▸ Page excerpt:
One can look at the track record of both approaches, the scientific vs. the sophistic and ask yourself. Which approach has provided the most dividends?
Your post, "So, a radical increase in factor x proves instability, and a radical decrease in factor x proves instability. Given that any radical change in factor x proves instability, what would disprove instability?" is an excellent demonstration of the sophistic form of argumentation. It doesn't work because you haven't assigned a values to either "x", or "instability", or "radical decrease", "radical change in factor x", nor is it even clear that from one second to the next, your notion of what these values might be are even the same or comparable, other than being called "x".
Unfortunately, such an argument, if you can even call it that, has little bearing on the reality of CO2 driven climate change and what humanity needs to do to alter what is otherwise about to become a very nasty period in human history.
Sophism is no defense for bearing false witness, nor is it a defense for weak arguments.
The fact is that even if those few data points the deniers are pointing to were thrown out, it would would not alter the fundamental realization that the mean temperature of the earth is rising dramatically and that this is going to have significant impacts on humanity, most adverse.
The deniers can bear all the false witness they want, but the underlying reality of the correctness of the CO2 Theory of Anthropogenic Global Warming will remain true nonetheless.

▸ Activity 1:
Please restate everything from "Unfortunately, such an" down to "remain true nonetheless." in the climate argument post, with "skeptics" swapped in for "deniers".
▸ Activity 2:
Summarize the climate argument post in two sentences.

▸ Data section:
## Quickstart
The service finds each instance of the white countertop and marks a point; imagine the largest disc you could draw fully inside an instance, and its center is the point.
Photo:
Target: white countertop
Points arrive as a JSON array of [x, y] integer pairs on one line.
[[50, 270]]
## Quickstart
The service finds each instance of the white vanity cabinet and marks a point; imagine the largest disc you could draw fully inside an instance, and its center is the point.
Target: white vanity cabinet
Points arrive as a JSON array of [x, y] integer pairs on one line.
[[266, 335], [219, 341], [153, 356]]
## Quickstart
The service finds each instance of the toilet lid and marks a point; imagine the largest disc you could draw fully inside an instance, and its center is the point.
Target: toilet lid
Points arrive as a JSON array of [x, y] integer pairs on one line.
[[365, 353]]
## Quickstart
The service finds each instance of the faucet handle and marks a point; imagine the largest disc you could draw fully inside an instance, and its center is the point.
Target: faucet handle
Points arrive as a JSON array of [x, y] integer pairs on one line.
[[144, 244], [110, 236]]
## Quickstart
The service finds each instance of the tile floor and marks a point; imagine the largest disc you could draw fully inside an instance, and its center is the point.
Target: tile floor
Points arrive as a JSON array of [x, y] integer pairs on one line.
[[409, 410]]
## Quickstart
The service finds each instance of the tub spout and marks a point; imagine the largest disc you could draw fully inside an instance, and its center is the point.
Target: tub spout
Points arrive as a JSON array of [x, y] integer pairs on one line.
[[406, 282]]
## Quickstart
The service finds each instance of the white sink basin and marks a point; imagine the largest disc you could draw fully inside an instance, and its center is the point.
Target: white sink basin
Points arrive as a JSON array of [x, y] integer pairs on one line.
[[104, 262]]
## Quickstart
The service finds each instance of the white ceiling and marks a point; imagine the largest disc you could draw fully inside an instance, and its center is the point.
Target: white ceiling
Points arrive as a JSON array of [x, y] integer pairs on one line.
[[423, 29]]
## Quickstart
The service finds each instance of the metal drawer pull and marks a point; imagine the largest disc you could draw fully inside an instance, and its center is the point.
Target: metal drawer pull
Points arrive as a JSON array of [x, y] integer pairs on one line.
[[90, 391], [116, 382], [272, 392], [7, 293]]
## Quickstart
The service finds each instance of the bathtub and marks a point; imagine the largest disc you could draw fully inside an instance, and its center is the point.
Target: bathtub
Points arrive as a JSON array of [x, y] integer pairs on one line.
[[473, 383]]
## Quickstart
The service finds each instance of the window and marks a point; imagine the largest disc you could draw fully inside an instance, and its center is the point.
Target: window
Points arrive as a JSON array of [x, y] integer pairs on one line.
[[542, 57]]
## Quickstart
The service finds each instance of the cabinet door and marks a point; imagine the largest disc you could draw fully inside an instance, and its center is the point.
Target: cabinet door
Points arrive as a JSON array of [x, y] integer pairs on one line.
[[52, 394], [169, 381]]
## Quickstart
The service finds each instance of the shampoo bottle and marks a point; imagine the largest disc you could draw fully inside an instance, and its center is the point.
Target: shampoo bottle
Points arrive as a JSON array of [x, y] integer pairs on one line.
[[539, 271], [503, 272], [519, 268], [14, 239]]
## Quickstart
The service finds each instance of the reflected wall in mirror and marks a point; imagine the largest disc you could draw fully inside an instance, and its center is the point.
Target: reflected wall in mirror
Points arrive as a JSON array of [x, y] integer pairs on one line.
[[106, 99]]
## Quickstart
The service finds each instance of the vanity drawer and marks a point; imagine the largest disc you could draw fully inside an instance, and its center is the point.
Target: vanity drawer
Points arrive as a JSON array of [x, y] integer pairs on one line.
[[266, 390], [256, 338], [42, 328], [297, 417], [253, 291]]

▸ Your solution 1:
Unfortunately, such an argument, if you can even call it that, has little bearing on the reality of CO2 driven climate change and what humanity needs to do to alter what is otherwise about to become a very nasty period in human history.
Sophism is no defense for bearing false witness, nor is it a defense for weak arguments.
The fact is that even if those few data points the skeptics are pointing to were thrown out, it would would not alter the fundamental realization that the mean temperature of the earth is rising dramatically and that this is going to have significant impacts on humanity, most adverse.
The skeptics can bear all the false witness they want, but the underlying reality of the correctness of the CO2 Theory of Anthropogenic Global Warming will remain true nonetheless.

▸ Your solution 2:
The climate argument post contrasts the scientific and sophistic approaches and calls a quoted line about factor x and instability a sophistic argument that fails because its terms are given no values. It holds that such arguing has little bearing on CO2-driven climate change, and that even without the few data points the deniers cite, the earth's mean temperature is still rising dramatically, with mostly adverse effects on humanity, and the CO2 theory of anthropogenic global warming remains correct.